● STATED TASK
Turn the items below into a numbered list with one line of text per number. Leave out blank lines and the pictures.

# START OF DATA FOR THIS TASK

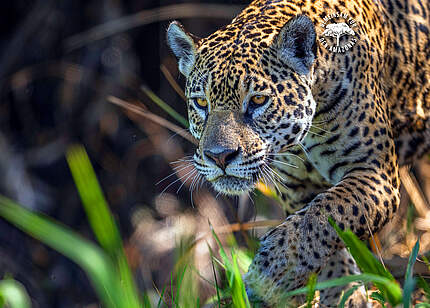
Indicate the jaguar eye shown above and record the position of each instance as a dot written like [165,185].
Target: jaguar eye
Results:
[201,102]
[259,99]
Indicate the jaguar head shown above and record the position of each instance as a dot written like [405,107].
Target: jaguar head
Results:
[249,96]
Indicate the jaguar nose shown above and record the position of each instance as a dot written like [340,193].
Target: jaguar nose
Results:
[223,158]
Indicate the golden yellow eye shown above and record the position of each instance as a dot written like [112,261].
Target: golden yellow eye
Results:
[259,99]
[201,102]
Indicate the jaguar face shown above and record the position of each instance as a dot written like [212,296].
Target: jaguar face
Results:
[246,102]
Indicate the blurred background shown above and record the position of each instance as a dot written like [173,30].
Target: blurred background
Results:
[59,63]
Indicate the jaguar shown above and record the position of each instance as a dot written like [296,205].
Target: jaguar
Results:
[269,101]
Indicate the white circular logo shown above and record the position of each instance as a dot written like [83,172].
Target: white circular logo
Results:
[338,35]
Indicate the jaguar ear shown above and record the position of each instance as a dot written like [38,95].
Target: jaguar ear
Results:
[296,44]
[182,44]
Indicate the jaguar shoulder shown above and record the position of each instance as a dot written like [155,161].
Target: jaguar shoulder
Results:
[271,97]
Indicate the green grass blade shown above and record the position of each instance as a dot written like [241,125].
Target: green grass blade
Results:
[101,220]
[377,296]
[368,263]
[95,205]
[347,295]
[410,282]
[425,286]
[13,294]
[146,301]
[311,290]
[234,278]
[411,261]
[88,256]
[163,105]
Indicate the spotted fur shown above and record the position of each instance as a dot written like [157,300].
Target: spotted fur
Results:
[345,121]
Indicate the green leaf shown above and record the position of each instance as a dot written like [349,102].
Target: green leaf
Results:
[101,220]
[377,296]
[92,259]
[422,283]
[13,293]
[311,289]
[369,264]
[234,277]
[409,285]
[347,295]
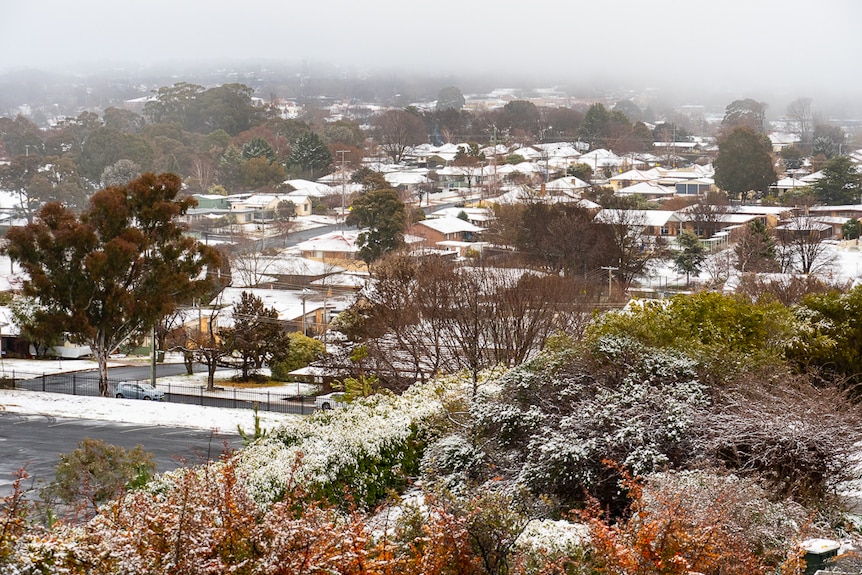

# END OF DATA FOR THIS TASK

● FINAL RESULT
1. Indicate the jaguar eye shown above and record the position of each instance as a dot written like [165,185].
2. Target: jaguar eye
3. Results:
4. [201,102]
5. [259,99]
6. Indicate the jaguar head shown above and record the position of each instance as a dot written like [405,107].
7. Target: jaguar head
8. Results:
9. [249,96]
10. Indicate the jaguar nose shown above and record the position of each instance as a dot written like [340,193].
11. Target: jaguar nose
12. Results:
13. [223,158]
14. Indicate the golden yellow eye shown above and record the position of each instance as a dot written like [112,261].
15. Target: golden yellow eye
16. Results:
17. [259,99]
18. [201,102]
19. Indicate the jaguar face shown above and record the position of each instance as a dot written like [212,296].
20. Target: jaguar face
21. Results:
22. [246,102]
23. Indicate the blurred background shown above and record the position of each instance as a dot written like [173,30].
24. Target: blurred background
25. Results:
26. [59,63]
27. Indicate the jaguar shown above and record the position of each instance as a dot written like [296,205].
28. Target: jaguar
29. Results:
30. [269,101]
31. Indicate the white circular logo shown above and record the position of each instance as a dot written like [83,172].
32. Target: white circular logo
33. Results:
34. [338,35]
35. Indicate the jaguar ear shown above and record the position of each instance as a dot written like [38,95].
36. Target: jaguar ear
37. Results:
38. [296,44]
39. [182,44]
40. Indicate the jaguar shoulder shown above and record the position of each instance as a dot written like [155,161].
41. Target: jaguar shoulder
42. Results:
43. [271,97]
44. Indicate the green grass blade shown above and record the position of each instance as a dot written like [241,125].
45. Target: green grass blade
46. Results:
47. [101,220]
48. [377,296]
49. [368,263]
50. [95,205]
51. [347,295]
52. [410,282]
53. [425,286]
54. [13,294]
55. [146,301]
56. [311,290]
57. [234,278]
58. [411,261]
59. [88,256]
60. [163,105]
61. Indicate the spotted fur shown above and record the position of each instance as a dot written like [157,300].
62. Target: spotted fur
63. Results:
64. [345,121]
65. Indicate the green leaf shown above and record the position of each instance as a dot written like [349,102].
66. Target: green leaf
67. Results:
68. [101,220]
69. [377,296]
70. [92,259]
71. [422,283]
72. [13,293]
73. [311,289]
74. [369,264]
75. [234,277]
76. [409,285]
77. [347,295]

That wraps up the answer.